***** Records provided
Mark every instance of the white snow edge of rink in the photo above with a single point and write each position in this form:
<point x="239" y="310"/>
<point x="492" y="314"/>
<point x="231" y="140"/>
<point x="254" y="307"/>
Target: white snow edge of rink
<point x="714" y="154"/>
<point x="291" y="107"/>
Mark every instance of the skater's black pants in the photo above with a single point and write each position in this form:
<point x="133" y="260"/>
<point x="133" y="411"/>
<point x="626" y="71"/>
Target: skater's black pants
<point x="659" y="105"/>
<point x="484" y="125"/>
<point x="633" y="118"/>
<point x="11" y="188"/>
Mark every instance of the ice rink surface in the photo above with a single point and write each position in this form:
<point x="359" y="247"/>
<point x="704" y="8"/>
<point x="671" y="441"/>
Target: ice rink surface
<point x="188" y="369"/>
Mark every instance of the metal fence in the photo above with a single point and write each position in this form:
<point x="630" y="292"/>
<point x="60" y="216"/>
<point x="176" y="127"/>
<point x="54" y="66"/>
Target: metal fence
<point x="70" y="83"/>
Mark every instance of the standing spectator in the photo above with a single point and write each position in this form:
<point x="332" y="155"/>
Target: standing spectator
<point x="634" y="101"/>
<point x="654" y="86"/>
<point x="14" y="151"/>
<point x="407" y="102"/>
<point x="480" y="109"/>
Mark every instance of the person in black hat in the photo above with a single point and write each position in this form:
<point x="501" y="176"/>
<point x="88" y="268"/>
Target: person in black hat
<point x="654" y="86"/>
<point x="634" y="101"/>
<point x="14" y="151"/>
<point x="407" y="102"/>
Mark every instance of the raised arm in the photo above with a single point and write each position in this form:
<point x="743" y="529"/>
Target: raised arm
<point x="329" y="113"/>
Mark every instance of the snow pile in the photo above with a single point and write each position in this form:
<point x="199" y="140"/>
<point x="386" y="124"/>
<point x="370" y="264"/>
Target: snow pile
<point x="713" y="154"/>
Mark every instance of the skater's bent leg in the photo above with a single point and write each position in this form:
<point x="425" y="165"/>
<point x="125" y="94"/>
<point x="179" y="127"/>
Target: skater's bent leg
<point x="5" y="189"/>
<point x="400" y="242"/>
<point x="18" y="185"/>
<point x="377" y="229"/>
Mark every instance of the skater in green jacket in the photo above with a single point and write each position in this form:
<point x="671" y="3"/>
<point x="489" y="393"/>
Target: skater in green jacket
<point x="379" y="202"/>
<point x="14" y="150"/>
**********
## [Task goal]
Retype all of the data word for word.

## [Reply to the exercise]
Mark every instance of the white snow edge of rink in the photo above with a single point and write each position in this form:
<point x="239" y="310"/>
<point x="492" y="314"/>
<point x="231" y="140"/>
<point x="254" y="307"/>
Target: white snow edge of rink
<point x="714" y="154"/>
<point x="291" y="107"/>
Mark every instance of the skater's black pants in the photo above with a single point and write each position in this form:
<point x="133" y="260"/>
<point x="133" y="411"/>
<point x="626" y="71"/>
Target: skater's black pants
<point x="659" y="105"/>
<point x="484" y="125"/>
<point x="633" y="118"/>
<point x="11" y="188"/>
Mark every instance of the ice rink surface in the photo above with a single point and write each position in this form:
<point x="359" y="247"/>
<point x="704" y="8"/>
<point x="671" y="441"/>
Target: ice rink surface
<point x="188" y="369"/>
Mark every instance of the metal fence in the photo above with a single point and write each position in this form:
<point x="630" y="292"/>
<point x="60" y="216"/>
<point x="176" y="127"/>
<point x="54" y="66"/>
Target: metal fence
<point x="70" y="83"/>
Mark every instance of the standing spectator in the photo above with a single point and write each position in this form:
<point x="332" y="155"/>
Target: standing spectator
<point x="634" y="101"/>
<point x="654" y="86"/>
<point x="14" y="151"/>
<point x="407" y="102"/>
<point x="480" y="109"/>
Mark every instance of the person in black hat in the photo above with a single point and write each position in this form:
<point x="501" y="176"/>
<point x="88" y="268"/>
Target: person in black hat
<point x="654" y="86"/>
<point x="634" y="101"/>
<point x="14" y="151"/>
<point x="407" y="102"/>
Mark every instance of the raised arm in the photo above with a single point and write each position in this form:
<point x="743" y="529"/>
Target: raised arm
<point x="329" y="113"/>
Mark every instance of the snow pile in the photo above with a single point and write each position in this form:
<point x="199" y="140"/>
<point x="386" y="124"/>
<point x="370" y="264"/>
Target: snow pile
<point x="713" y="154"/>
Mark every instance of the skater's bent leg in the photo above with a single point and write each position in this form:
<point x="425" y="165"/>
<point x="125" y="94"/>
<point x="179" y="127"/>
Target: skater's bent leg
<point x="5" y="189"/>
<point x="400" y="242"/>
<point x="18" y="185"/>
<point x="377" y="229"/>
Mark every instance of the skater in green jacket in the photo above with a single point and write each position in this form:
<point x="671" y="3"/>
<point x="489" y="393"/>
Target: skater in green jacket
<point x="379" y="202"/>
<point x="14" y="150"/>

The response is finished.